**Brief:**
Exactly reproduce the entries, dropping any pictures from your copy.

══ Raw records ══

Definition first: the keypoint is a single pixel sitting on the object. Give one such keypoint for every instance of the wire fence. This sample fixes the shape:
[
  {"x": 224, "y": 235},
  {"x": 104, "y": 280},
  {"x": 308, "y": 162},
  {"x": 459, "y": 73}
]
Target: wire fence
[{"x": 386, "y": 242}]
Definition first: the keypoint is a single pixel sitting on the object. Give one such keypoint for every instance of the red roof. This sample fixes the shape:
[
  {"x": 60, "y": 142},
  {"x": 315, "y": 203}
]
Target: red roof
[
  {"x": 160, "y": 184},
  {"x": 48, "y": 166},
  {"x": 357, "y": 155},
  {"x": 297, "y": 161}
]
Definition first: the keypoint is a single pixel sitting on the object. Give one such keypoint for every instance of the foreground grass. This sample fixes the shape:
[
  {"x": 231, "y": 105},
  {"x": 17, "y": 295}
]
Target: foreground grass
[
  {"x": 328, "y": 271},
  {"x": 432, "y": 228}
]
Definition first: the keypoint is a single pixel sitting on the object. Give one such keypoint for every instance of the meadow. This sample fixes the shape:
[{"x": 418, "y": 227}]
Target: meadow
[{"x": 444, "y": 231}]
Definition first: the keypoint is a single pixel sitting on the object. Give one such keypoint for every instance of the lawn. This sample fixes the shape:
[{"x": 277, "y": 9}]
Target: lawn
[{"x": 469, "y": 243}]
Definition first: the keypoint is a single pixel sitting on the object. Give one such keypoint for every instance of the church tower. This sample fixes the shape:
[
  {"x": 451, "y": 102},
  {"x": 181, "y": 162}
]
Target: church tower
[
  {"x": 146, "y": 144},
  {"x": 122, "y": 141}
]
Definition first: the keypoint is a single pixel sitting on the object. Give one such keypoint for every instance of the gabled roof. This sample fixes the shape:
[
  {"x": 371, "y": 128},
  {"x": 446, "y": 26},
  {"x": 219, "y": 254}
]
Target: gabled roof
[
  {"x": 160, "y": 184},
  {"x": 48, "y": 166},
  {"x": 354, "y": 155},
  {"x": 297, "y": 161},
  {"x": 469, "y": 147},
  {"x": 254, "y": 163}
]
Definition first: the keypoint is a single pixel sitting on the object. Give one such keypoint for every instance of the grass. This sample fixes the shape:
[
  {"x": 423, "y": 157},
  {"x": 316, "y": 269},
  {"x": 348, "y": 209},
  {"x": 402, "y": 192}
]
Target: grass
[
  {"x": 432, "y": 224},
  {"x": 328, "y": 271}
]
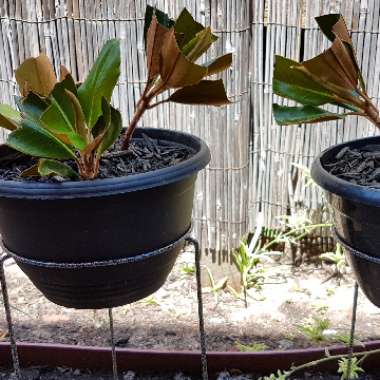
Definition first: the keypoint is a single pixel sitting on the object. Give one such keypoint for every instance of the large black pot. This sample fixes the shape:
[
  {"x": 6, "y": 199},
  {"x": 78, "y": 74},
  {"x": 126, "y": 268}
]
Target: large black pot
[
  {"x": 356, "y": 212},
  {"x": 124, "y": 232}
]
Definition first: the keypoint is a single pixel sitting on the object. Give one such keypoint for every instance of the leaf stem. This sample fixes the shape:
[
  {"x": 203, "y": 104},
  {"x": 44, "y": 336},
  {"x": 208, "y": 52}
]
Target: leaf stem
[{"x": 158, "y": 103}]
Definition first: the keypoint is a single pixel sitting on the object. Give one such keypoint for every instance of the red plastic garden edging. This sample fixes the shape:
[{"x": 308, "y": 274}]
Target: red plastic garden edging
[{"x": 99, "y": 358}]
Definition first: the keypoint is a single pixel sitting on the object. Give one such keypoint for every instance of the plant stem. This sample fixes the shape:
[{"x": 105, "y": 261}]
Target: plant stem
[
  {"x": 371, "y": 111},
  {"x": 142, "y": 105},
  {"x": 329, "y": 358}
]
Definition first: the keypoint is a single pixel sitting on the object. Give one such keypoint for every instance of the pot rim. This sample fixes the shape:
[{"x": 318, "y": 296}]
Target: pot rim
[
  {"x": 99, "y": 358},
  {"x": 117, "y": 185},
  {"x": 330, "y": 183}
]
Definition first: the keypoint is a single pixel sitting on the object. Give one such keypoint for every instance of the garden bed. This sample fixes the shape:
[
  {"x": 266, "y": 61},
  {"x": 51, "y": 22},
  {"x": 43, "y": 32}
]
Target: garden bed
[{"x": 168, "y": 319}]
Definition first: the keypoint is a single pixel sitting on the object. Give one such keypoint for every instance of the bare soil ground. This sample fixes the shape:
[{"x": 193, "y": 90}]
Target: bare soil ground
[
  {"x": 68, "y": 374},
  {"x": 168, "y": 319}
]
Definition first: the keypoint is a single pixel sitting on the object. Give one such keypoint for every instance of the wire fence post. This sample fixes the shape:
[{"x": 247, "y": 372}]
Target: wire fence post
[
  {"x": 202, "y": 333},
  {"x": 8, "y": 315}
]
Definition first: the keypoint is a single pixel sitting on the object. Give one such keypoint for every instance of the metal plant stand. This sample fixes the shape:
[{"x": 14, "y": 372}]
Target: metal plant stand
[{"x": 15, "y": 357}]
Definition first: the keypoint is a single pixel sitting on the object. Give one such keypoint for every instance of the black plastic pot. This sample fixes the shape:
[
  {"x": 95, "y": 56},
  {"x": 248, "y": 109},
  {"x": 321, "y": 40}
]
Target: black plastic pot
[
  {"x": 356, "y": 212},
  {"x": 126, "y": 231}
]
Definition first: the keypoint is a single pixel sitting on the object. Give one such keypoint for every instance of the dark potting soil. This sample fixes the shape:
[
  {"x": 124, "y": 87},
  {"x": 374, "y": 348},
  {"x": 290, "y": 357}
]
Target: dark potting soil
[
  {"x": 144, "y": 155},
  {"x": 71, "y": 374},
  {"x": 358, "y": 166}
]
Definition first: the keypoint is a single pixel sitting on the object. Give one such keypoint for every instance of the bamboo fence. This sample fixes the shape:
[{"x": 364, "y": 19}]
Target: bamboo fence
[{"x": 253, "y": 165}]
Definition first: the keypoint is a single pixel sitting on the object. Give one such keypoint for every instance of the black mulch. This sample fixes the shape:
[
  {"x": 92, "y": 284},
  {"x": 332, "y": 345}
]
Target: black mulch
[{"x": 144, "y": 155}]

═══

**Result:**
Definition first: the keypoint is a single pixel sitting on the object. Give one such keypoint for every instance of the wire fence. This sample fixes the shape:
[
  {"x": 224, "y": 235},
  {"x": 104, "y": 280},
  {"x": 308, "y": 162},
  {"x": 459, "y": 73}
]
Target: wire fence
[{"x": 386, "y": 242}]
Definition first: the keypoint is a single pixel sitting on the object. Give one such keypoint for every instance of the red roof. This sample fixes the shape:
[
  {"x": 60, "y": 142},
  {"x": 315, "y": 203}
]
Target: red roof
[
  {"x": 160, "y": 184},
  {"x": 48, "y": 166},
  {"x": 357, "y": 155},
  {"x": 297, "y": 161}
]
Definition first: the keypoint is a single pixel sitting on the object. Give one such keypoint for every instance of the foreground grass. This sample fixes the shape:
[
  {"x": 231, "y": 105},
  {"x": 17, "y": 295}
]
Target: foreground grass
[
  {"x": 328, "y": 271},
  {"x": 432, "y": 228}
]
Definition first: the keypoint is a single pixel sitting on the object. Give one such keypoint for every instance of the meadow. This sample fixes the shape:
[{"x": 418, "y": 227}]
Target: meadow
[{"x": 444, "y": 231}]
Definition first: the keypoint is a single pixel sitting on the object. Give one such keypoint for every instance of the lawn. This sample fixes the shape:
[{"x": 277, "y": 9}]
Target: lawn
[{"x": 469, "y": 243}]
Definition first: the keypoint is a single pixel sitting on the object. Give one such keypoint for every instance of the church tower. This sample fixes the shape:
[
  {"x": 451, "y": 102},
  {"x": 181, "y": 162}
]
Target: church tower
[
  {"x": 146, "y": 144},
  {"x": 122, "y": 141}
]
Definition first: the keypoint is a single pixel sitting on the object. Give one such keypoint for every instance of the gabled roof. This sample fixes the shape:
[
  {"x": 371, "y": 128},
  {"x": 446, "y": 26},
  {"x": 219, "y": 254}
]
Target: gabled roof
[
  {"x": 160, "y": 184},
  {"x": 48, "y": 166},
  {"x": 354, "y": 155},
  {"x": 297, "y": 161},
  {"x": 469, "y": 147},
  {"x": 254, "y": 163}
]
Definition first: the keypoint is a single pixel sitting on the object. Give one such keypoint for every instance of the grass. This sample fixes the shape:
[
  {"x": 423, "y": 157},
  {"x": 316, "y": 269},
  {"x": 348, "y": 209},
  {"x": 402, "y": 192}
]
Target: grass
[
  {"x": 432, "y": 224},
  {"x": 328, "y": 271}
]
Definition first: the keypoint is a single pixel sitting on the object. Give one such keypoint for every instance of the large black pot. This sample fixes the shape:
[
  {"x": 6, "y": 199},
  {"x": 78, "y": 74},
  {"x": 126, "y": 268}
]
Target: large black pot
[
  {"x": 356, "y": 212},
  {"x": 124, "y": 232}
]
Definition first: the keypoint is a single pixel sitting on the object. Give one such keypoint for every instance of the leaf stem. This sample fixes the shape:
[
  {"x": 203, "y": 104},
  {"x": 44, "y": 336},
  {"x": 208, "y": 52}
]
Target: leaf stem
[{"x": 158, "y": 103}]
Definition first: the keypoint is a single pixel sitting on the object. Give one such keypoint for every instance of the red plastic garden edging. This sample fixes the shape:
[{"x": 308, "y": 274}]
Target: red plastic garden edging
[{"x": 99, "y": 358}]
Definition first: the keypoint is a single pixel sitting on the object. Give one such keypoint for every instance of the plant stem. This sample fixes the shape:
[{"x": 105, "y": 261}]
Target: plant stem
[
  {"x": 371, "y": 111},
  {"x": 142, "y": 105},
  {"x": 329, "y": 358}
]
Definition first: the keypoint is a single pixel sitting on the object. Give one such keypoint for every instance of the pot rim. This sample fixes the shape:
[{"x": 318, "y": 296}]
Target: pot rim
[
  {"x": 99, "y": 358},
  {"x": 117, "y": 185},
  {"x": 330, "y": 183}
]
Definition first: the keypoint is a single pixel sitting on the object. Give one such keypoint for every instance of the garden bed. This sample fixes the shape:
[
  {"x": 266, "y": 61},
  {"x": 51, "y": 22},
  {"x": 43, "y": 32}
]
Target: garden bed
[{"x": 168, "y": 319}]
Definition first: the keypoint is a single pixel sitting on the object. Give one such keypoint for every instance of the bare soil ground. This sample fixes the shape:
[{"x": 193, "y": 90}]
Target: bare soil ground
[
  {"x": 68, "y": 374},
  {"x": 168, "y": 319}
]
Definition first: the keypoint is a single pixel sitting on the object. Give one such keypoint for every instance of the wire fence post. This sample fixes the shape:
[{"x": 247, "y": 372}]
Target: wire fence post
[
  {"x": 202, "y": 333},
  {"x": 8, "y": 315}
]
Definition first: the keypoint is a single pixel sitting on the object. Give one such keypoint for every instance of the metal plant stand. This sample fixes the shape:
[{"x": 14, "y": 372}]
Target: metal plant stand
[{"x": 15, "y": 357}]
Definition first: the keypoint is a single pixel sitting on the object. Give one such keypoint for every instance of the black plastic pot. This sample fixes the shape:
[
  {"x": 95, "y": 56},
  {"x": 248, "y": 109},
  {"x": 321, "y": 40}
]
Target: black plastic pot
[
  {"x": 356, "y": 212},
  {"x": 126, "y": 231}
]
Definition first: the keypoint is a single pixel sitting on the object. Give one such keypoint for every instance of the dark potting soil. This sample fixes the shape:
[
  {"x": 124, "y": 87},
  {"x": 374, "y": 348},
  {"x": 290, "y": 357}
]
Target: dark potting soil
[
  {"x": 144, "y": 155},
  {"x": 71, "y": 374},
  {"x": 358, "y": 166}
]
Definition first: the keypoint is a single pixel sitting on the object. Give one such keypoint for every instance of the bamboo fence. This sample fixes the shape:
[{"x": 364, "y": 19}]
Target: bamboo fence
[{"x": 253, "y": 165}]
Definition first: the keypoint is a single pixel sitting on the object. Give one such keypoint for every instance of the black mulch. This sample fixes the shape:
[
  {"x": 92, "y": 284},
  {"x": 332, "y": 345}
]
Target: black mulch
[{"x": 144, "y": 155}]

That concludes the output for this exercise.